= ENTRIES PROVIDED =
_ _ _ _
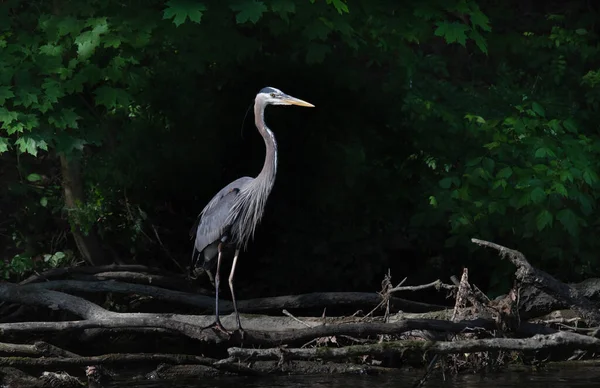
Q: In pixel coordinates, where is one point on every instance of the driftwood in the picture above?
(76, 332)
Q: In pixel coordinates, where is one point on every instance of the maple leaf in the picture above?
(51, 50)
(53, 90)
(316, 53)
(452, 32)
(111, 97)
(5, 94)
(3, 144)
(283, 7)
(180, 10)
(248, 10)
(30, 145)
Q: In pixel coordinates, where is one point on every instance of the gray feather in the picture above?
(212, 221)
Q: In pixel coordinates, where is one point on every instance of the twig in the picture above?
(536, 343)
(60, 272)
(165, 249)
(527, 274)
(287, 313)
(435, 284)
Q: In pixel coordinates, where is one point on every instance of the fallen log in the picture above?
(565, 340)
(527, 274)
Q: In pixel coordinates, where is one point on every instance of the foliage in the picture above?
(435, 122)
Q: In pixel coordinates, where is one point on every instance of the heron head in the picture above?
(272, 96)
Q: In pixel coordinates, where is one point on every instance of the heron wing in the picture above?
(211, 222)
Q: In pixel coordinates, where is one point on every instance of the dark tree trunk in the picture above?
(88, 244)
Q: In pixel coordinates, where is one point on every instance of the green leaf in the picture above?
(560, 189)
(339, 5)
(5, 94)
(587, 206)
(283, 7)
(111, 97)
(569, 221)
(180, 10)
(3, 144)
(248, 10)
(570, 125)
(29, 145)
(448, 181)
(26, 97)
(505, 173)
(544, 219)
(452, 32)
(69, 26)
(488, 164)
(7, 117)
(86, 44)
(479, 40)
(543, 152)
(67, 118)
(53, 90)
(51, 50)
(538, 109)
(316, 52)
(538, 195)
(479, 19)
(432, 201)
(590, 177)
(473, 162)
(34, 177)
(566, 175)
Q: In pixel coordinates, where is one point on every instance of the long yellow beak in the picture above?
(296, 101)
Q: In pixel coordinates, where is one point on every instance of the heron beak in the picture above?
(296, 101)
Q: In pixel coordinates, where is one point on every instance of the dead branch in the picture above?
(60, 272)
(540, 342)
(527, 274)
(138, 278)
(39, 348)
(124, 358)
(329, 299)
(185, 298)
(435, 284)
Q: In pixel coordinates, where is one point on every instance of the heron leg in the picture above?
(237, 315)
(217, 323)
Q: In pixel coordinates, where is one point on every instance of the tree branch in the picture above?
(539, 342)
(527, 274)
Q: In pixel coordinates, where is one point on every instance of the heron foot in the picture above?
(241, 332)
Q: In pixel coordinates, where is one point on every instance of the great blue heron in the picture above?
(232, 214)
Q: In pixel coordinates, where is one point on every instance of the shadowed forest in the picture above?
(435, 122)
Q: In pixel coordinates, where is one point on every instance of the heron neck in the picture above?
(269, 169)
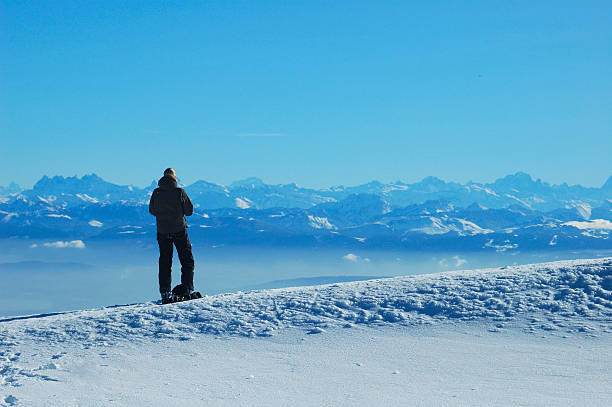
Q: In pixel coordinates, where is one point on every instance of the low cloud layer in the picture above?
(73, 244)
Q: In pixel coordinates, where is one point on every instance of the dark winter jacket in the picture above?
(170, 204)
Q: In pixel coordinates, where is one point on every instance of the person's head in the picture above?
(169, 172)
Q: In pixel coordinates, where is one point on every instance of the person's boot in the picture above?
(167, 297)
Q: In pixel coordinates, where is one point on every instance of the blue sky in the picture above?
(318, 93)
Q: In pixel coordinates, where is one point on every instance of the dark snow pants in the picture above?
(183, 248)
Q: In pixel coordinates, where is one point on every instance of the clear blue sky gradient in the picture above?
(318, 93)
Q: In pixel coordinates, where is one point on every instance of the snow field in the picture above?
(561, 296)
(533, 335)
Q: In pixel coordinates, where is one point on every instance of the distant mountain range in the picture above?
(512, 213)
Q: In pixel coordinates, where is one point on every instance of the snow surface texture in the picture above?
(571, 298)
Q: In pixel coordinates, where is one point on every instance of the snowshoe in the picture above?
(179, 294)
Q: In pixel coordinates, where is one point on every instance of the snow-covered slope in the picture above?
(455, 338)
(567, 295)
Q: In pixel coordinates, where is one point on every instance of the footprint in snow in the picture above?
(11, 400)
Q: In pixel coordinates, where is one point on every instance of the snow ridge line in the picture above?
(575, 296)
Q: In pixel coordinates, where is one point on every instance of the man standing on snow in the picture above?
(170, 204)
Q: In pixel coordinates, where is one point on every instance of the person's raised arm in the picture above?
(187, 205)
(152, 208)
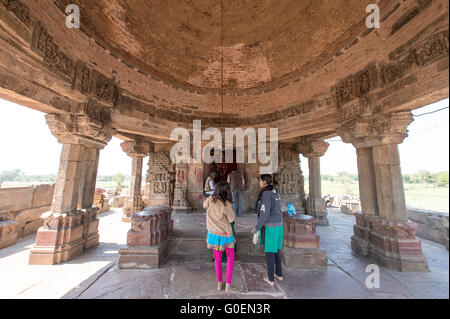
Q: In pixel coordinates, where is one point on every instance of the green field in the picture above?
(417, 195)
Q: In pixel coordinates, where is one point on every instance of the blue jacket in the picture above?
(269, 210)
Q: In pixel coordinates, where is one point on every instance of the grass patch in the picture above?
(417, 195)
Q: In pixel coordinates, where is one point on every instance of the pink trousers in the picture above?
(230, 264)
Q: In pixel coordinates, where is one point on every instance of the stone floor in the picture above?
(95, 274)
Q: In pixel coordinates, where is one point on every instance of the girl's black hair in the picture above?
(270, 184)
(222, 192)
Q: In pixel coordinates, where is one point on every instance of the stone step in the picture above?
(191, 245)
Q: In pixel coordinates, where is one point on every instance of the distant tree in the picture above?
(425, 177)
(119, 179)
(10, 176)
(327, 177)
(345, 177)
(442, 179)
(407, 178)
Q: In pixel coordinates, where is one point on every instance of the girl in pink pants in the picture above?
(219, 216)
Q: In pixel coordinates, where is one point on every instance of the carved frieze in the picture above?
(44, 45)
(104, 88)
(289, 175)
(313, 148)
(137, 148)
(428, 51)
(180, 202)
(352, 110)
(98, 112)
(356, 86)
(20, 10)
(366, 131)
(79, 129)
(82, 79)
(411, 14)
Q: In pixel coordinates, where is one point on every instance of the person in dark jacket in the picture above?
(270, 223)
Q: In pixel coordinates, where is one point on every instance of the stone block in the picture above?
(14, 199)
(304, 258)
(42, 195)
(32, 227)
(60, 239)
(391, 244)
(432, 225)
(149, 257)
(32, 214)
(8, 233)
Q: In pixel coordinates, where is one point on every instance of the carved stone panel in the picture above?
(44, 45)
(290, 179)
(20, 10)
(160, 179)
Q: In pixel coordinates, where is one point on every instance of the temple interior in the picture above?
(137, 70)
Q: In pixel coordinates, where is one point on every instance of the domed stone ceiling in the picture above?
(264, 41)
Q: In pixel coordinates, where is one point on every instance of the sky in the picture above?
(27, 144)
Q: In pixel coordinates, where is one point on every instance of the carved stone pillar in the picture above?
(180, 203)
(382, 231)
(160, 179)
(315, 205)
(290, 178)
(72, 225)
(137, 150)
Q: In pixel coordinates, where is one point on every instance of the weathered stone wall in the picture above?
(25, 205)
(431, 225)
_ _ _ _
= WHAT IS EXPECTED =
Copy out every line in the part of the listing that opens with the line containing "ceiling in the picture above?" and closes at the end of the listing. Leave all other lines unchanged, and add -106 to each coordinate value in the answers.

= ANSWER FOR THIS EXERCISE =
Q: In pixel coordinates, where is one point on every instance of the domed stone ceiling in the picture above?
(158, -65)
Q: In pixel coordinates, where is one point on every instance of the sky in the picture above?
(-79, 38)
Q: In pixel coordinates, where is one point on every instance of the carved stone pillar in the picture above?
(74, 97)
(276, 125)
(54, 73)
(209, 99)
(184, 72)
(-34, 119)
(31, 44)
Q: In pixel coordinates, where is one point on every instance of the weathered stone wall in the picture above?
(-81, 99)
(325, 119)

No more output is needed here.